*Exercise*: Print the passage below about system memory and the BIOS word for word, in full.
— Begin Document passage —
Consequently, such blocks need not be described in further detail
herein, as they will be understood by those skilled in the relevant
art. The communications link 616 that interconnects at least some
of the components of the processor-based device 602 may employ any
known serial or parallel bus structures or architectures.
[0059] The system memory 620 may include read-only memory ("ROM")
618 and random access memory ("RAM") 630. A portion of the ROM 618
may be used to store or otherwise retain a basic input/output
system ("BIOS") 622. The BIOS 622 provides basic functionality to
the processor-based device 602, for example by causing the
processor circuitry 110 to load one or more machine-readable
instruction sets. In embodiments, at least some of the one or more
machine-readable instruction sets cause at least a portion of the
processor circuitry 110 to provide, create, produce, transition,
and/or function as a dedicated, specific, and particular machine,
such as the data gathering circuitry 112, the presentation analysis
circuitry 114, and the presenter feedback circuitry 116.
— End Document passage —
— Begin Listed entries —
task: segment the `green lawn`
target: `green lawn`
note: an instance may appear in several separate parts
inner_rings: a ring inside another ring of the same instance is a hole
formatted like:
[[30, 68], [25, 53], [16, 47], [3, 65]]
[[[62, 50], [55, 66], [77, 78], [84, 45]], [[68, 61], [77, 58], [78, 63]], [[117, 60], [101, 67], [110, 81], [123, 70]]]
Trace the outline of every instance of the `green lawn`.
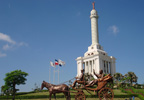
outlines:
[[[70, 90], [70, 91], [77, 92], [75, 90]], [[114, 92], [113, 100], [125, 100], [125, 99], [129, 100], [130, 96], [127, 93], [123, 93], [119, 89], [113, 89], [113, 92]], [[84, 90], [84, 93], [87, 97], [86, 100], [99, 100], [97, 96], [96, 97], [94, 96], [93, 91], [90, 92], [92, 95], [89, 94], [86, 90]], [[32, 99], [16, 99], [16, 100], [49, 100], [48, 95], [49, 95], [49, 92], [28, 93], [28, 94], [18, 95], [18, 98], [22, 98], [24, 96], [24, 97], [28, 97], [28, 98], [32, 98]], [[71, 93], [70, 95], [72, 97], [71, 100], [75, 100], [75, 98], [74, 98], [75, 93]], [[57, 100], [66, 100], [66, 98], [64, 98], [63, 93], [58, 93], [58, 94], [56, 94], [56, 96], [57, 96]], [[34, 99], [35, 97], [39, 97], [40, 99]], [[41, 98], [44, 98], [44, 99], [41, 99]], [[55, 99], [52, 97], [52, 100], [55, 100]], [[140, 99], [136, 97], [135, 100], [140, 100]]]

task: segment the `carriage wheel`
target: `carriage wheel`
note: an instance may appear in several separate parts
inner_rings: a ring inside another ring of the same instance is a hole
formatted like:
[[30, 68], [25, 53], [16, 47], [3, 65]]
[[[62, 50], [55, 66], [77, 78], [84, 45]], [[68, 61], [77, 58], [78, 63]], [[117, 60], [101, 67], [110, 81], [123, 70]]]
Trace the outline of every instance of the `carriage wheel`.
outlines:
[[75, 100], [86, 100], [85, 94], [83, 91], [79, 91], [75, 95]]
[[100, 100], [113, 100], [114, 93], [110, 88], [102, 88], [98, 94]]

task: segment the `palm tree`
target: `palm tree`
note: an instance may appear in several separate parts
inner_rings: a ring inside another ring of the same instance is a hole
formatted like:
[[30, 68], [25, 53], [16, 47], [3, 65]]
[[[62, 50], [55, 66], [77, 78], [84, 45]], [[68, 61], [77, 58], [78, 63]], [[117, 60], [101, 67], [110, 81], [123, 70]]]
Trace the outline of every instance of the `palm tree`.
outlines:
[[123, 75], [121, 73], [115, 73], [113, 77], [116, 82], [119, 82], [122, 79], [122, 76]]
[[114, 82], [117, 84], [117, 87], [120, 85], [120, 81], [122, 79], [123, 75], [121, 73], [115, 73], [113, 75], [113, 78], [114, 78]]
[[135, 75], [134, 72], [128, 72], [127, 74], [125, 74], [125, 78], [128, 82], [130, 82], [130, 85], [132, 86], [133, 82], [137, 82], [138, 77]]

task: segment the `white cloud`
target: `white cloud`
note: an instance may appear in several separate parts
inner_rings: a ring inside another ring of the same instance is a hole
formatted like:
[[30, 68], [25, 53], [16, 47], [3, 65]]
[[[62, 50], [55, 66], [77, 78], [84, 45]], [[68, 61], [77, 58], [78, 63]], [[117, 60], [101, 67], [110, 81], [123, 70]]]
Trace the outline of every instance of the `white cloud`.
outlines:
[[6, 42], [11, 43], [11, 44], [16, 44], [16, 42], [14, 40], [12, 40], [10, 38], [10, 36], [3, 34], [3, 33], [0, 33], [0, 40], [6, 41]]
[[116, 25], [113, 25], [113, 26], [110, 26], [110, 27], [108, 28], [108, 31], [109, 31], [110, 33], [113, 33], [114, 35], [116, 35], [116, 34], [118, 34], [118, 32], [119, 32], [119, 28], [118, 28]]
[[18, 46], [28, 46], [28, 44], [25, 42], [20, 42], [20, 43], [18, 43]]
[[[15, 49], [20, 46], [28, 46], [28, 44], [25, 42], [15, 42], [14, 40], [11, 39], [9, 35], [6, 35], [4, 33], [0, 33], [0, 41], [6, 42], [5, 44], [2, 45], [2, 48], [0, 48], [3, 51]], [[7, 56], [7, 54], [2, 53], [0, 51], [0, 57], [5, 57], [5, 56]]]
[[0, 52], [0, 57], [5, 57], [5, 56], [7, 56], [5, 53]]
[[6, 44], [6, 45], [3, 46], [2, 49], [3, 49], [3, 50], [9, 50], [10, 48], [12, 48], [12, 46]]

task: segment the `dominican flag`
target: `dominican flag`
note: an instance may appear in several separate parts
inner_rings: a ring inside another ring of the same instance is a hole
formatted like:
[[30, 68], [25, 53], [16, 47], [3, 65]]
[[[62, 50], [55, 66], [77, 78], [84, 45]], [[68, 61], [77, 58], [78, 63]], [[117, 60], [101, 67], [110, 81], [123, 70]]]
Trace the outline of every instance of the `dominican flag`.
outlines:
[[62, 61], [62, 60], [58, 60], [58, 63], [59, 63], [59, 66], [63, 66], [63, 65], [65, 65], [65, 62], [64, 61]]
[[58, 60], [55, 59], [55, 65], [59, 65]]
[[52, 61], [50, 61], [50, 65], [51, 65], [52, 67], [56, 67], [55, 63], [53, 63]]

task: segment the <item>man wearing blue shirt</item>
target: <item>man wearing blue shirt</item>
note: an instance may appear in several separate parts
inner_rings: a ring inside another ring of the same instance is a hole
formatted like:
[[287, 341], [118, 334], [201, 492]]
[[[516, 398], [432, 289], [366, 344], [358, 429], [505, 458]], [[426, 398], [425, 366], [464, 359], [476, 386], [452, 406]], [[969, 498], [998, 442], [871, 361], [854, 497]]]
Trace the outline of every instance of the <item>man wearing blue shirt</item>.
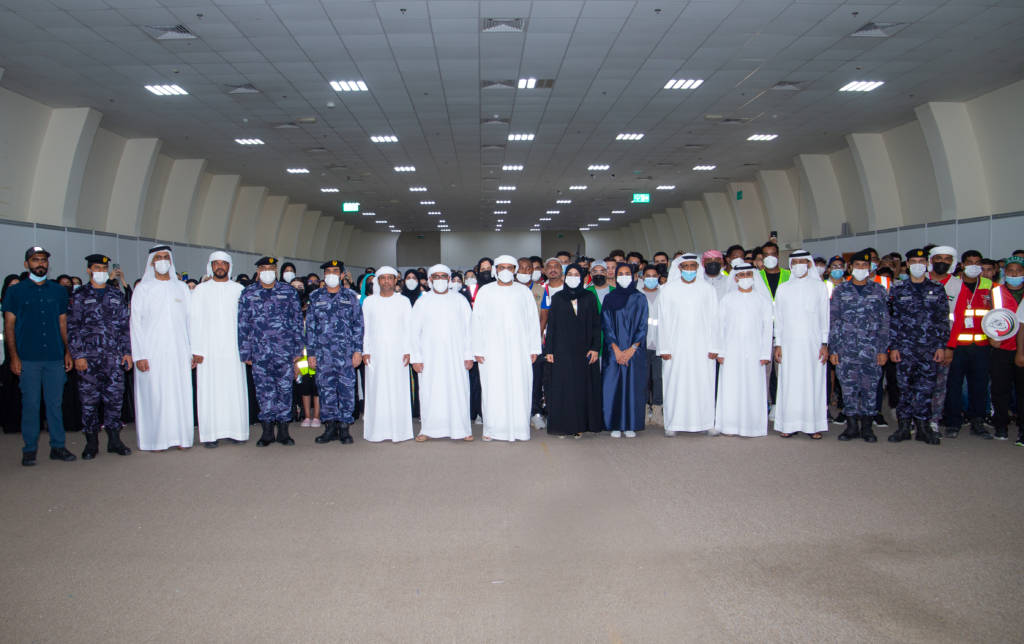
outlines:
[[36, 464], [39, 446], [39, 394], [46, 401], [50, 432], [50, 459], [71, 462], [75, 455], [65, 447], [61, 403], [66, 374], [71, 371], [68, 352], [68, 291], [46, 278], [50, 254], [33, 246], [25, 252], [29, 280], [7, 290], [3, 302], [4, 338], [10, 371], [22, 385], [22, 465]]

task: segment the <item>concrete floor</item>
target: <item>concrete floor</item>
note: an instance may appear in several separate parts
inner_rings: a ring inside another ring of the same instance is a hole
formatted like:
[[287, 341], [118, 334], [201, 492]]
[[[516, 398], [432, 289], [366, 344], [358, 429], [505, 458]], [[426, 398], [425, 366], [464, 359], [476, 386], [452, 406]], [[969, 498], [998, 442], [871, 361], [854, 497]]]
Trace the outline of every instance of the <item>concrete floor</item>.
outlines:
[[1012, 442], [354, 430], [34, 469], [0, 437], [0, 640], [1024, 637]]

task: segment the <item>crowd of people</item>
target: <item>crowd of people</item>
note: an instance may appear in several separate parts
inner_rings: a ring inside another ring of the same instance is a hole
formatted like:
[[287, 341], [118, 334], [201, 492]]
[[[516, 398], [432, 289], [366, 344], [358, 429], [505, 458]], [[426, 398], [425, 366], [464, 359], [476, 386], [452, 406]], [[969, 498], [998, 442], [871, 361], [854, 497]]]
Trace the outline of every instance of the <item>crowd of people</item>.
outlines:
[[1024, 315], [1024, 250], [797, 250], [783, 267], [770, 240], [354, 280], [340, 259], [303, 277], [262, 257], [232, 275], [217, 251], [195, 281], [157, 246], [132, 286], [101, 254], [85, 258], [84, 282], [50, 280], [49, 256], [28, 249], [0, 294], [3, 424], [19, 427], [26, 466], [44, 427], [49, 458], [76, 460], [69, 406], [84, 460], [100, 429], [108, 453], [129, 455], [129, 421], [143, 450], [188, 448], [197, 428], [206, 447], [244, 443], [254, 421], [260, 446], [294, 444], [297, 421], [323, 429], [316, 443], [351, 443], [359, 417], [375, 442], [472, 441], [474, 423], [484, 441], [645, 427], [754, 437], [770, 424], [820, 439], [838, 424], [842, 441], [876, 442], [886, 397], [891, 442], [937, 445], [965, 423], [1006, 440], [1015, 422], [1024, 446], [1024, 330], [983, 325], [992, 310]]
— End Listed entries —
*Exercise output*:
Consequently, such blocks need not be described in further detail
herein, as they will be understood by those skilled in the relevant
art. The communications link 616 that interconnects at least some
of the components of the processor-based device 602 may employ any
known serial or parallel bus structures or architectures.
[0059] The system memory 620 may include read-only memory ("ROM")
618 and random access memory ("RAM") 630. A portion of the ROM 618
may be used to store or otherwise retain a basic input/output
system ("BIOS") 622. The BIOS 622 provides basic functionality to
the processor-based device 602, for example by causing the
processor circuitry 110 to load one or more machine-readable
instruction sets. In embodiments, at least some of the one or more
machine-readable instruction sets cause at least a portion of the
processor circuitry 110 to provide, create, produce, transition,
and/or function as a dedicated, specific, and particular machine,
such as the data gathering circuitry 112, the presentation analysis
circuitry 114, and the presenter feedback circuitry 116.